- _Data shown_
BEGIN
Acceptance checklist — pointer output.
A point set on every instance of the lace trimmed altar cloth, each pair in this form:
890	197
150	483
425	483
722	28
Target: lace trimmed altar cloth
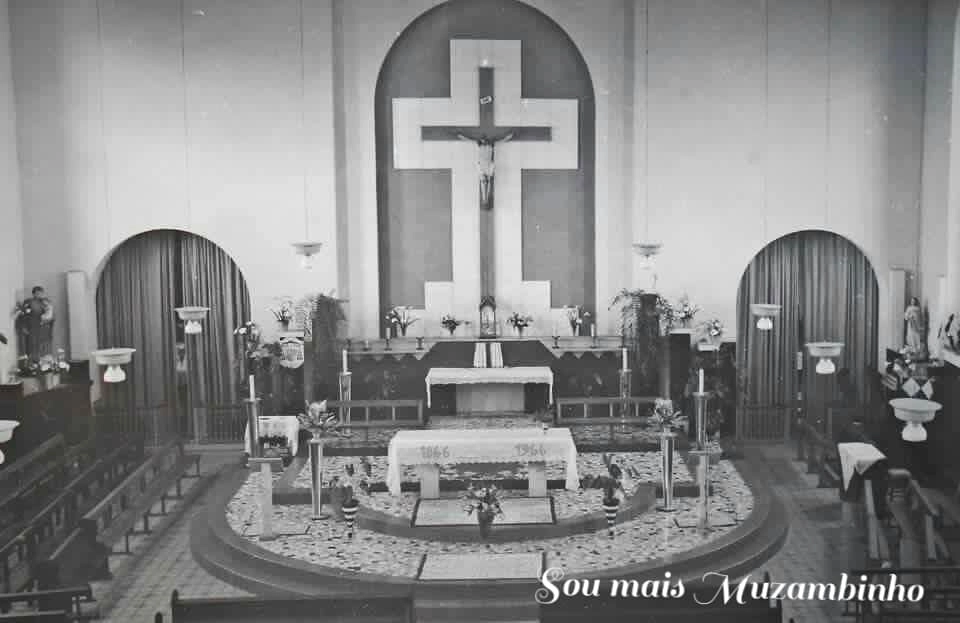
501	376
499	445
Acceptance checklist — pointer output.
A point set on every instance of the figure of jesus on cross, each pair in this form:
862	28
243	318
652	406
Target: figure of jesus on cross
485	163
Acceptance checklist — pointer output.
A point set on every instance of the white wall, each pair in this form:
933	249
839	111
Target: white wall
11	247
748	120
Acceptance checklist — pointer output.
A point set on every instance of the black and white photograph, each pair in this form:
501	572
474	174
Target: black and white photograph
479	311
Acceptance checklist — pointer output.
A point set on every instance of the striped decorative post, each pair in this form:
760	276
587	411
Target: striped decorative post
610	508
350	509
667	440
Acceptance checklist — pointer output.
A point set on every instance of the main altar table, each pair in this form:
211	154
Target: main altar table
508	381
428	449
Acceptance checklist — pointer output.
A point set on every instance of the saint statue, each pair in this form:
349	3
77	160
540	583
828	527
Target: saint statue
35	325
915	330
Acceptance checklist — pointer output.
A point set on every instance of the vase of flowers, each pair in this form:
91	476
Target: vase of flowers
576	316
400	318
712	331
451	323
283	313
485	502
519	322
684	312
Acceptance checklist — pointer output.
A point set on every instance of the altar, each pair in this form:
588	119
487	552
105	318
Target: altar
489	390
428	449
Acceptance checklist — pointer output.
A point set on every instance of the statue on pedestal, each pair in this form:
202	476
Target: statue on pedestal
915	340
34	325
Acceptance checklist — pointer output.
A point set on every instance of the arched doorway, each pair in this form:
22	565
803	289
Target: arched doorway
143	281
828	292
418	211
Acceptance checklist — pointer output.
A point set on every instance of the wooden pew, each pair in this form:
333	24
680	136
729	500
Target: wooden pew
84	555
52	616
74	601
361	608
20	554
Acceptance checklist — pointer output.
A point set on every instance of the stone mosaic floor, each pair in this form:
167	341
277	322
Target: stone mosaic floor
588	434
652	535
639	467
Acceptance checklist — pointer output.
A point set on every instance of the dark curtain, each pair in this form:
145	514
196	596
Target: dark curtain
149	276
828	291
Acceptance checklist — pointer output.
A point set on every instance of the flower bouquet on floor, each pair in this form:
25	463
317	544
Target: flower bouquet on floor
576	316
519	322
485	502
400	318
450	323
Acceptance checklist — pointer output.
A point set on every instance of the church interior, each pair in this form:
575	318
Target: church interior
479	310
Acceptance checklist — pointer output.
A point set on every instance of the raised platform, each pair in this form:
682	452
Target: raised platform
245	563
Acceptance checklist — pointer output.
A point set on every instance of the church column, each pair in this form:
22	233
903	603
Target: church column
11	227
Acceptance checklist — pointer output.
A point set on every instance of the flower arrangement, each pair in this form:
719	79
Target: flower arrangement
320	422
486	503
400	317
450	323
283	312
684	311
713	329
576	316
665	418
519	321
611	482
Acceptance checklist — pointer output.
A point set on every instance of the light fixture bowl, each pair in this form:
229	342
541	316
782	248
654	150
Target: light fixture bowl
6	429
113	356
647	249
824	350
914	412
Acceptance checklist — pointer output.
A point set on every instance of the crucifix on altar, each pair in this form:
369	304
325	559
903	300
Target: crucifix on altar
479	133
486	134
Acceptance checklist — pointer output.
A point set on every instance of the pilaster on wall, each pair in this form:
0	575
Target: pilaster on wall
11	226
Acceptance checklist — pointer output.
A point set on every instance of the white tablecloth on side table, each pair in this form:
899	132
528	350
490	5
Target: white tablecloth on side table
283	425
500	445
857	457
471	376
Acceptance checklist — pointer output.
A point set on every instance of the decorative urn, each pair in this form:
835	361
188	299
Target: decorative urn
915	412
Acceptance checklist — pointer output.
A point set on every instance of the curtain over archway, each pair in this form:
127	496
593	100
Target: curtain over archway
828	292
145	279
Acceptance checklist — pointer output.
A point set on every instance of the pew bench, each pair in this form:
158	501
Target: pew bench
76	602
46	616
84	555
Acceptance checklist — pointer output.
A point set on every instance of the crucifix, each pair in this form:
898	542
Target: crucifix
486	134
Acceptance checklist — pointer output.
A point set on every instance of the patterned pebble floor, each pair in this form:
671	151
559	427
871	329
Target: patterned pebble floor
652	535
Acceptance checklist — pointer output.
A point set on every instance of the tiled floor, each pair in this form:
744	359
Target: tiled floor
820	546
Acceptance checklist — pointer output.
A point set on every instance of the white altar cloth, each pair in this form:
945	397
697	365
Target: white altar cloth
857	456
276	425
474	376
497	445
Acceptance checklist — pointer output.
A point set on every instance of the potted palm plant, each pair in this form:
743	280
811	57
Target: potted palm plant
485	502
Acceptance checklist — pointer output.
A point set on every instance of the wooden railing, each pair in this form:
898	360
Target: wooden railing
61	515
602	410
349	410
765	422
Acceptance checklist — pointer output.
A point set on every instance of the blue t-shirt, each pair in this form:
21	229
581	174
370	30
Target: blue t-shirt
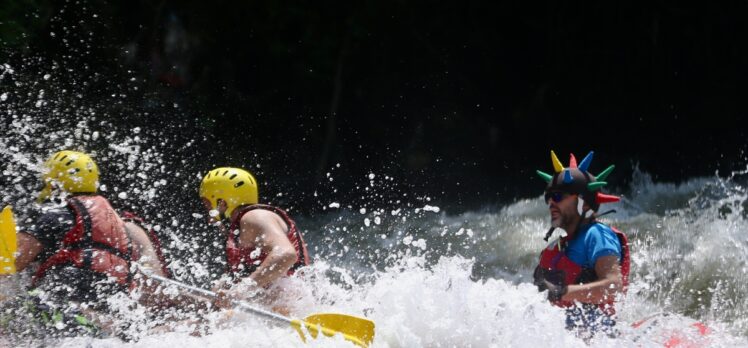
592	242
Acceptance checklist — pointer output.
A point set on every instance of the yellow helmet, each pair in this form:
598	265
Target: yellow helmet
71	171
235	186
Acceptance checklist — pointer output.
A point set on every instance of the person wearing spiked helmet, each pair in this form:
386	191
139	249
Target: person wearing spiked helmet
585	270
263	243
85	250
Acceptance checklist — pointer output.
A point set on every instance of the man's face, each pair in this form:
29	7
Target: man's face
563	209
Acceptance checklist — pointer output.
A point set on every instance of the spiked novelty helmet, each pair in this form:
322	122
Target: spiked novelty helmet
576	179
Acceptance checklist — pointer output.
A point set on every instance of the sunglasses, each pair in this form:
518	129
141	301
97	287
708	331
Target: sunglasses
555	196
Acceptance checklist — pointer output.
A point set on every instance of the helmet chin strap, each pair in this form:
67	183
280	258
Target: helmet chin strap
580	208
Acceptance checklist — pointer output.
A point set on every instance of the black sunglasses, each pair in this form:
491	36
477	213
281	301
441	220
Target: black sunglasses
555	196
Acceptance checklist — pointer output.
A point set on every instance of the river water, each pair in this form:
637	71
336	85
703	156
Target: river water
427	278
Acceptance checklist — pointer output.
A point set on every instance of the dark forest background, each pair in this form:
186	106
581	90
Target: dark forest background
460	100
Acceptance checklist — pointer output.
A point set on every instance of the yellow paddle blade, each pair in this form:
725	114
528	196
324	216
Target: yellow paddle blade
8	243
360	331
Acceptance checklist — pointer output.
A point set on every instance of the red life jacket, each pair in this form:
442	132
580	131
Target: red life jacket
242	262
97	242
554	258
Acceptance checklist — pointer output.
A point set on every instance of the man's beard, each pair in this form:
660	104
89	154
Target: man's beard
562	221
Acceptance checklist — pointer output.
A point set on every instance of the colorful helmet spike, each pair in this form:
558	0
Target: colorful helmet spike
585	164
557	166
577	179
545	176
572	161
606	172
567	177
603	198
594	186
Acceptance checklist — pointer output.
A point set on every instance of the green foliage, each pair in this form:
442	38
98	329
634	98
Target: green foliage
21	20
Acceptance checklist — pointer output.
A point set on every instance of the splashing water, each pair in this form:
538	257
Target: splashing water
426	278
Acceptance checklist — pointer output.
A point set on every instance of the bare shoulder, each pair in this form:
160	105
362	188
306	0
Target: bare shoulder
259	217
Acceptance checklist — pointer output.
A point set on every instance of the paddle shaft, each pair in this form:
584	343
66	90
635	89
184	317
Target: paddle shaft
210	294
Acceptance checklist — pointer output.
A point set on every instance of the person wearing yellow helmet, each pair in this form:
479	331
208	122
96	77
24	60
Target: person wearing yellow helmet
263	243
585	270
84	248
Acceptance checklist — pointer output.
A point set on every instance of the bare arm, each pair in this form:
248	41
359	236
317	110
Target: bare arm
263	229
609	283
148	256
28	248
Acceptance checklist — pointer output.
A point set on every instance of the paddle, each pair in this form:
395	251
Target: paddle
360	331
8	243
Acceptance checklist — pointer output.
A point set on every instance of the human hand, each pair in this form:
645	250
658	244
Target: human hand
551	280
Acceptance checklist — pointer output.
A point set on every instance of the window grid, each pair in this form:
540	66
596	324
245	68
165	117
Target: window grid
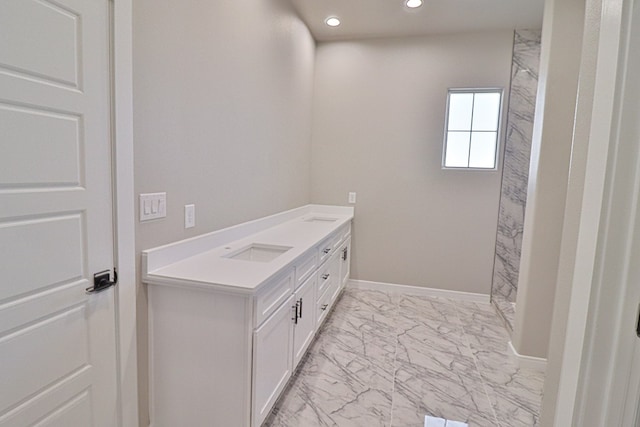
471	131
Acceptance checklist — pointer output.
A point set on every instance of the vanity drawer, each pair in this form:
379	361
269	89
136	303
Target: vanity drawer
271	296
325	278
325	250
323	306
306	266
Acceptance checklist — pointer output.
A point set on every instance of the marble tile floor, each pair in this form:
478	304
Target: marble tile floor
385	359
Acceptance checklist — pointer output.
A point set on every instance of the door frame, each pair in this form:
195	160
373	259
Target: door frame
124	210
594	376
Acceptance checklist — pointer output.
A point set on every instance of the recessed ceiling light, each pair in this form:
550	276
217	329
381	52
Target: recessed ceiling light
333	21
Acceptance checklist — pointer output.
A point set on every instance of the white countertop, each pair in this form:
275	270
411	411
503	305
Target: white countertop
208	267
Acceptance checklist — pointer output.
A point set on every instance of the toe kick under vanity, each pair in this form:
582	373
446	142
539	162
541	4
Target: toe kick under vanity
232	313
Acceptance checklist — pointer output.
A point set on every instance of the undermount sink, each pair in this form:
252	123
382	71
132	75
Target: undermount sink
320	219
258	252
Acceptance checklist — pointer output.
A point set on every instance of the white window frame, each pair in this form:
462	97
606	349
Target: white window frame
498	131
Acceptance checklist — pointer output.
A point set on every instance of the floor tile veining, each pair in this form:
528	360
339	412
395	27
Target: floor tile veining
385	359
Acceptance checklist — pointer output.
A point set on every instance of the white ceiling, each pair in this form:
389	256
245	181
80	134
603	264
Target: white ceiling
391	18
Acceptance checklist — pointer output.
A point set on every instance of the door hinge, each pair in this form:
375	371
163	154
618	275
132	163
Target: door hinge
101	281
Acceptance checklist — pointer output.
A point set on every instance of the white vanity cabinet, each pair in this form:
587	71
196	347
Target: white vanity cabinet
345	260
304	325
226	335
272	359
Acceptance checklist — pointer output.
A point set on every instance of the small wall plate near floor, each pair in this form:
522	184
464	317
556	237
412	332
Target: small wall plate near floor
441	422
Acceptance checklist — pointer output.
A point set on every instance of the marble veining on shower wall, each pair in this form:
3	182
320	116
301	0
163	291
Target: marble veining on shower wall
515	171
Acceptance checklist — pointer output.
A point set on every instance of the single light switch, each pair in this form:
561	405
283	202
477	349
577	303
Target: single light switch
189	216
153	206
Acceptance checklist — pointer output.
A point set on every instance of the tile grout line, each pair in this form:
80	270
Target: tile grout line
475	362
395	358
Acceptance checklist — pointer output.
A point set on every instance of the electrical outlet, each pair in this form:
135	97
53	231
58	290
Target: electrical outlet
189	216
153	206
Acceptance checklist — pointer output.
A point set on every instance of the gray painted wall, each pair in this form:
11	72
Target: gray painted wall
222	118
515	171
379	109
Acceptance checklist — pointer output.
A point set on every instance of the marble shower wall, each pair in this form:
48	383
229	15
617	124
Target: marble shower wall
515	171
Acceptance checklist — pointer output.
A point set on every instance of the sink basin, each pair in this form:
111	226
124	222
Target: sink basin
258	252
320	219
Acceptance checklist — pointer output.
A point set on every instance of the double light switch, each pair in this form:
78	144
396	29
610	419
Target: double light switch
153	206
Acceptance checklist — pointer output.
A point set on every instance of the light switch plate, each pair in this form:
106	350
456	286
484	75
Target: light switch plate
189	216
153	206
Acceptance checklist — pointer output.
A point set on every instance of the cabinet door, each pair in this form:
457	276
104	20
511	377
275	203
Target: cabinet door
305	325
345	262
272	360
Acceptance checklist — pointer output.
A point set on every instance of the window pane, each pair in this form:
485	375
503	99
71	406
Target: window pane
486	111
483	150
460	107
457	155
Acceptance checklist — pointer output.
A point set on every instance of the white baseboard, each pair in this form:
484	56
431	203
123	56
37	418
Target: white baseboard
418	290
529	362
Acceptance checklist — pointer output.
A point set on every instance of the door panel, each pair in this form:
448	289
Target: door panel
272	360
57	343
305	327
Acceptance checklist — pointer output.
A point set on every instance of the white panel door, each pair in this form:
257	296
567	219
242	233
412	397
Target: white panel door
57	343
304	328
272	360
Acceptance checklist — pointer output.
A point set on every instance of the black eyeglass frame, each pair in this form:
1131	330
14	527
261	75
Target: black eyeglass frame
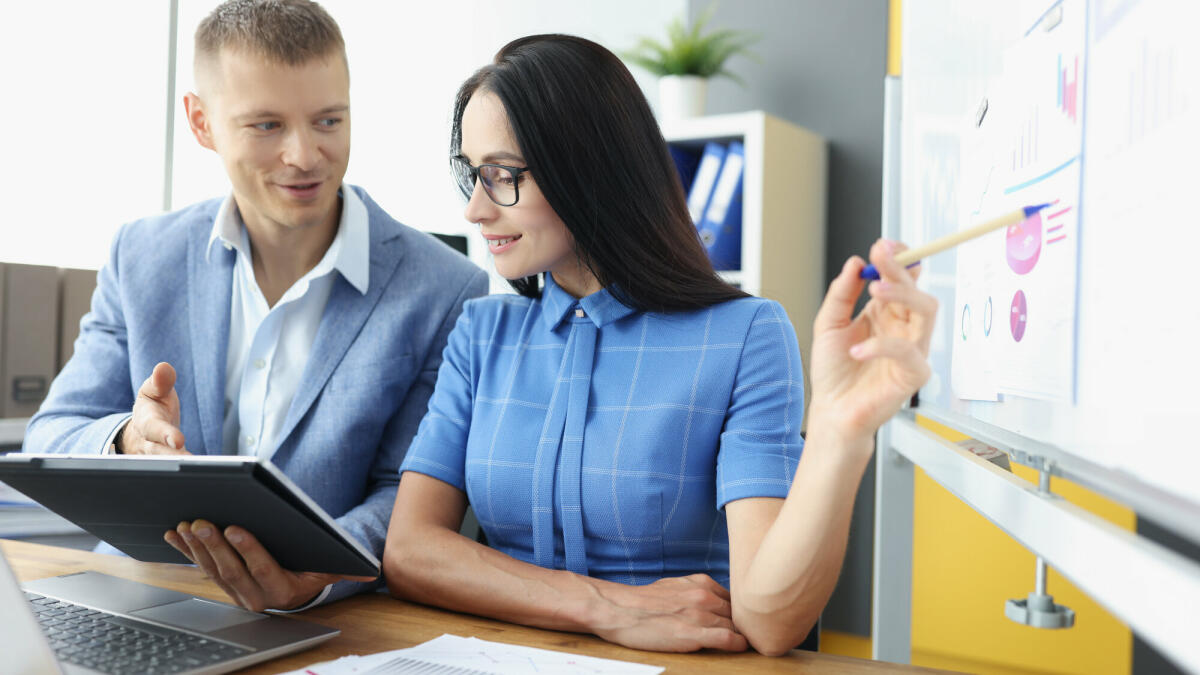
461	165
END
- _Assignment_
The lines to be transcribed are those from the first line of the data above through the line holding "A point set on every instance of the black and", inclusive; copy them exactly and only, leaving out the pictures.

- _The answer_
Acceptance checklist — pointer output.
A point set on every instance of the lace trimmed altar cloth, each pair in this form:
890	197
150	483
425	483
722	28
Target: lace trimmed altar cloth
501	376
499	445
Acceptance checklist — pointer output.
A point set on every instance of the figure of jesus on cross, each pair in this form:
862	28
243	318
652	406
Target: figure of jesus on cross
485	163
Acceptance checklist — pointer output.
A point set on every instance of the white wall, each pair in this form:
933	249
839	111
Target: white wall
11	247
748	120
Acceptance checklist — pointer output.
A point set on every instance of the black and white photograph, each pair in this form:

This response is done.